● **Written problem**
Copy out, unchanged, the lines from the line containing "Identify every instance of the heart" to the line containing "x=158 y=297", including both of those lines.

----------

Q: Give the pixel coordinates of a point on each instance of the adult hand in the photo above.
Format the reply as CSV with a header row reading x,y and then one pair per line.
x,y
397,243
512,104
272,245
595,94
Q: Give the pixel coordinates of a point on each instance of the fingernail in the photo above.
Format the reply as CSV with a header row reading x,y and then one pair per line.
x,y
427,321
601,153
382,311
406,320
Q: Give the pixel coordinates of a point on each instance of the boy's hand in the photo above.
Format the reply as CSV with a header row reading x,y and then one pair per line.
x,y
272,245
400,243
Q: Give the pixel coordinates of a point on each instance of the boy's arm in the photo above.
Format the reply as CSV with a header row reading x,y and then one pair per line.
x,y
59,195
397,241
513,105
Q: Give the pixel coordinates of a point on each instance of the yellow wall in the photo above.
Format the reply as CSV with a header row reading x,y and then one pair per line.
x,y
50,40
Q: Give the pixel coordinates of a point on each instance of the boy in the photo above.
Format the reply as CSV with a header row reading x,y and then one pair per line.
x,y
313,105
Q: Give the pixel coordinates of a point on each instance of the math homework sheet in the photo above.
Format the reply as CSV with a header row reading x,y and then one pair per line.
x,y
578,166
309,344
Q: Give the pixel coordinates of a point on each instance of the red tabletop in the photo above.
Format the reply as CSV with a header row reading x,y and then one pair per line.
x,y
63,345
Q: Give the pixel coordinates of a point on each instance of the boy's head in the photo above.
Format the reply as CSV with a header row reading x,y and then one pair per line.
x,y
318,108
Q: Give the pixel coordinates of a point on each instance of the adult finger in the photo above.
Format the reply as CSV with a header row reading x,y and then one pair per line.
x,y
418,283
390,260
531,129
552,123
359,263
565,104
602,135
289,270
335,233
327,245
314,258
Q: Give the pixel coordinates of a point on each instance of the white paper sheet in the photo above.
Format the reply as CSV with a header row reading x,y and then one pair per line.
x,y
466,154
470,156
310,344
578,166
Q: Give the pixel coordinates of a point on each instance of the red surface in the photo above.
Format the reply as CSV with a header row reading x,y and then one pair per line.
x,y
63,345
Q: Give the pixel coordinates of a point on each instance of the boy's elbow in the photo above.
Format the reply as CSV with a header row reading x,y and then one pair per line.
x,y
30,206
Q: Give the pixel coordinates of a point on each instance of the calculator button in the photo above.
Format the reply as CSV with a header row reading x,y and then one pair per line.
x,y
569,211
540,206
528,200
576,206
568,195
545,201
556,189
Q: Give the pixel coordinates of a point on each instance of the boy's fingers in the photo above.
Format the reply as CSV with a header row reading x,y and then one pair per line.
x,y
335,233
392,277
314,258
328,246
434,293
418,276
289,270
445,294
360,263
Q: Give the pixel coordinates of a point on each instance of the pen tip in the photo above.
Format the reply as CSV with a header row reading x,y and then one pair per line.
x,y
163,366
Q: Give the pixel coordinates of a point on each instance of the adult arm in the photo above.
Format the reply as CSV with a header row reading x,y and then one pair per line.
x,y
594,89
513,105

----------

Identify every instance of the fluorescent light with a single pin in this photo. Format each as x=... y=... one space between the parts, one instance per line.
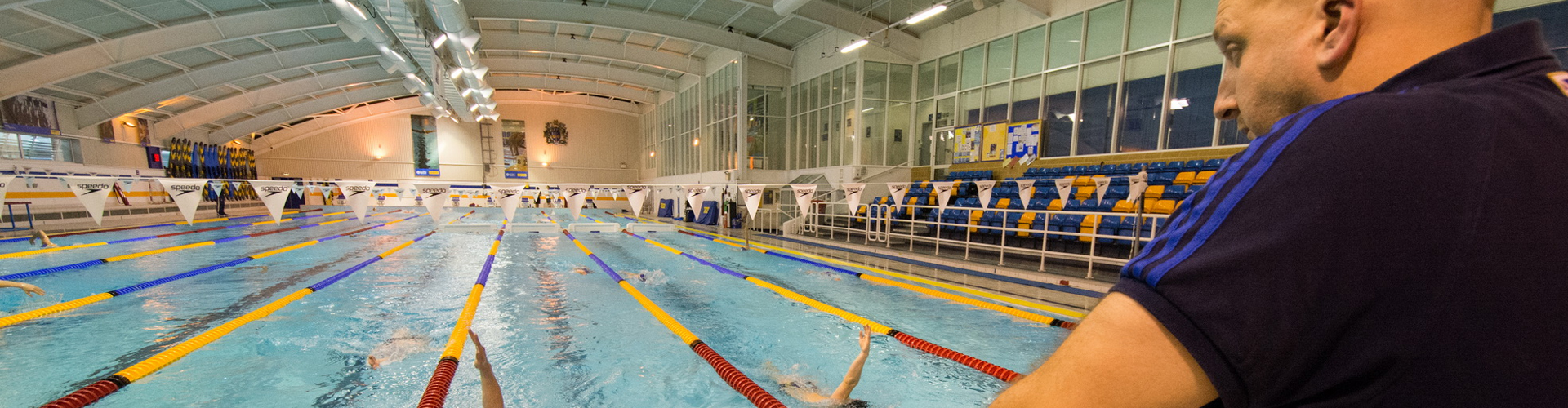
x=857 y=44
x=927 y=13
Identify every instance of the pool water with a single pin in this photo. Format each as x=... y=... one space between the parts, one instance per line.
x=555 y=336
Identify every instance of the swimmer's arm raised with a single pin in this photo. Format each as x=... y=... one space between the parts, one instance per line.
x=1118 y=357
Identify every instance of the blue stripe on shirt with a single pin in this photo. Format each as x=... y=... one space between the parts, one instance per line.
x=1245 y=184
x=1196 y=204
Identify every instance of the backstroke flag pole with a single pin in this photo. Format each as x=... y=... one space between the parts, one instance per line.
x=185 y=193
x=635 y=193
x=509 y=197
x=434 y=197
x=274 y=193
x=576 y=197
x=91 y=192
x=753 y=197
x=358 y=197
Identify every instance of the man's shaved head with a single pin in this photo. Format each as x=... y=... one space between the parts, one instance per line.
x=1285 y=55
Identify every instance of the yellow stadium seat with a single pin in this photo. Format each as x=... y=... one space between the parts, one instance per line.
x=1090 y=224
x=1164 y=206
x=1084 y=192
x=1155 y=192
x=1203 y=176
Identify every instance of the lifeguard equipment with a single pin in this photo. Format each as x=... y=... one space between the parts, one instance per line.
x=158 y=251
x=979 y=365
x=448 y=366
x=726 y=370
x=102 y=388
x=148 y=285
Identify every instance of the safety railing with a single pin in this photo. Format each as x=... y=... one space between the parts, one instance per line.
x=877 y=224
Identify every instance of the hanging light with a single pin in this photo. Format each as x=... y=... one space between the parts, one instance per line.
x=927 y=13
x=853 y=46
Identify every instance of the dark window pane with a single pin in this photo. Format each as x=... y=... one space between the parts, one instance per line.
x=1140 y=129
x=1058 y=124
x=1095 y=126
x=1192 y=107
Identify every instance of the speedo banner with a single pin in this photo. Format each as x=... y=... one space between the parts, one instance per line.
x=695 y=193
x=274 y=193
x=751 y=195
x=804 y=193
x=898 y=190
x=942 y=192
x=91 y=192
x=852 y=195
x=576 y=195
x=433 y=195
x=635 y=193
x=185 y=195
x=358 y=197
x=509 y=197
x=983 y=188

----------

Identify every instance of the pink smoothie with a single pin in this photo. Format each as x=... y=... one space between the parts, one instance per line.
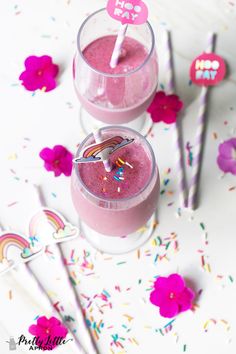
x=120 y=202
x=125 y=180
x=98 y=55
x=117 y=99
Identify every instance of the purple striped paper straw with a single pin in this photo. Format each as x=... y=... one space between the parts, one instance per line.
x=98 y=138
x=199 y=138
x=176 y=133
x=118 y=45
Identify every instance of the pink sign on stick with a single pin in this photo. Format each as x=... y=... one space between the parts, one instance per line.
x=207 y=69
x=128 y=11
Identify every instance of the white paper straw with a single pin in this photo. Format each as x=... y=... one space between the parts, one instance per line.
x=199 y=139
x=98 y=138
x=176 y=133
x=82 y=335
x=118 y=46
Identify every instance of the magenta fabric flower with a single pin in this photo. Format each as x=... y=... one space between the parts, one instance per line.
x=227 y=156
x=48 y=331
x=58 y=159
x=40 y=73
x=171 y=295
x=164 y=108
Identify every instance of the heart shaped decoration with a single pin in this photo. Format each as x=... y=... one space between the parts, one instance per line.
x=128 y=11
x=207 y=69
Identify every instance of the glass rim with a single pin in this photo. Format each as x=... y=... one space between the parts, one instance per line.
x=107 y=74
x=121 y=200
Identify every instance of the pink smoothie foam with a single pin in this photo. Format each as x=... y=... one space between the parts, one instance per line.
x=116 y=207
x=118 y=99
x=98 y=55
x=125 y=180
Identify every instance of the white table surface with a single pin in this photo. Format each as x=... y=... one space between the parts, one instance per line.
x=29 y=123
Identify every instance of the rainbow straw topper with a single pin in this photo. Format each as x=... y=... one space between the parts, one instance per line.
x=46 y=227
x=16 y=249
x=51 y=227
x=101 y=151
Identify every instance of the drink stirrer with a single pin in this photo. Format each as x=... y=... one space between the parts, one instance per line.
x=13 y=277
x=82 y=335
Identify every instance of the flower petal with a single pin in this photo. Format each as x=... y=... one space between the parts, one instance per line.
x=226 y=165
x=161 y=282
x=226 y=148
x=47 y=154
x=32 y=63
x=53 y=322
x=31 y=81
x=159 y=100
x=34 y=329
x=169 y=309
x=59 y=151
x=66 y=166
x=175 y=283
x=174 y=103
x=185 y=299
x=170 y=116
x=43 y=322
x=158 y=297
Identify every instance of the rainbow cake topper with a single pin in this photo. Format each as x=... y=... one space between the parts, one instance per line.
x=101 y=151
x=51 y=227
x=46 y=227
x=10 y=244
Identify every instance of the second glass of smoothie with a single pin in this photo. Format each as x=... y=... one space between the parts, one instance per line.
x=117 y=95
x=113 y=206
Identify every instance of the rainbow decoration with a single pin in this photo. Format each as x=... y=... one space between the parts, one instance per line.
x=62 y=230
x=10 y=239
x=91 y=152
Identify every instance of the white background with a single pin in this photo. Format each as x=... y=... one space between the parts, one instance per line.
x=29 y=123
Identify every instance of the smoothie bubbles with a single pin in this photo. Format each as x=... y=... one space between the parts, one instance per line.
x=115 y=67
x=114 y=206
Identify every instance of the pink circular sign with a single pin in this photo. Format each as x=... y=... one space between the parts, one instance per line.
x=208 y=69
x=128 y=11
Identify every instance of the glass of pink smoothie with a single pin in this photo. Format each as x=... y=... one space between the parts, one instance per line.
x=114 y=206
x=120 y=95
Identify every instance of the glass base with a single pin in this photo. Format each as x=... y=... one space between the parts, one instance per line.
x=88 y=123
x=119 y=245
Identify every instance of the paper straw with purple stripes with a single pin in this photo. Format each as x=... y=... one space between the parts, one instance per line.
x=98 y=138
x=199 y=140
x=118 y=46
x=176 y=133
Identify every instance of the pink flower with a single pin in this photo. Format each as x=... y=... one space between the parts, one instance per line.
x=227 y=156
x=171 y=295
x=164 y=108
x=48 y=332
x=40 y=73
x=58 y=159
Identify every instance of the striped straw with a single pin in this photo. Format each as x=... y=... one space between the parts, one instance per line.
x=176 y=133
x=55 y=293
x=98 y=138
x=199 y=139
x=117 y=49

----------

● **Written response**
Identify every instance of the heart shaped decoration with a single pin in this photo. Format each as x=... y=... one space between the parts, one instance per line.
x=128 y=11
x=207 y=69
Identify every instance of the glass rim with a single pin in this photo. Format each as x=... y=... one space between the parts, one instance per line.
x=107 y=74
x=121 y=200
Identify every instance of the pink smoothie foam with a single pin in this photo. Format each as x=... y=... one space between the parts, one instance per line.
x=116 y=207
x=118 y=99
x=98 y=55
x=125 y=180
Identify every instance of the white table surface with a single pin in this photo. Format each as x=... y=... one space between the parts, one instance per line.
x=29 y=123
Identify every instance of the rainbow straw topper with a single pin in this photo. Format each as x=... y=... one space between the parts, one instance per line.
x=46 y=227
x=16 y=249
x=51 y=227
x=101 y=151
Identify every instance of the drink stirrer with a single pin in this photo. Format each as x=... y=... one space between the parts, one instance per line.
x=13 y=277
x=82 y=335
Identify every instance of the flower petal with a single pin in this photo. Format each as x=... y=... one space between the parts, one instance per line.
x=226 y=165
x=161 y=282
x=226 y=148
x=47 y=154
x=32 y=63
x=53 y=322
x=31 y=81
x=159 y=100
x=34 y=329
x=169 y=309
x=59 y=151
x=66 y=166
x=175 y=283
x=174 y=103
x=185 y=299
x=170 y=116
x=43 y=322
x=158 y=297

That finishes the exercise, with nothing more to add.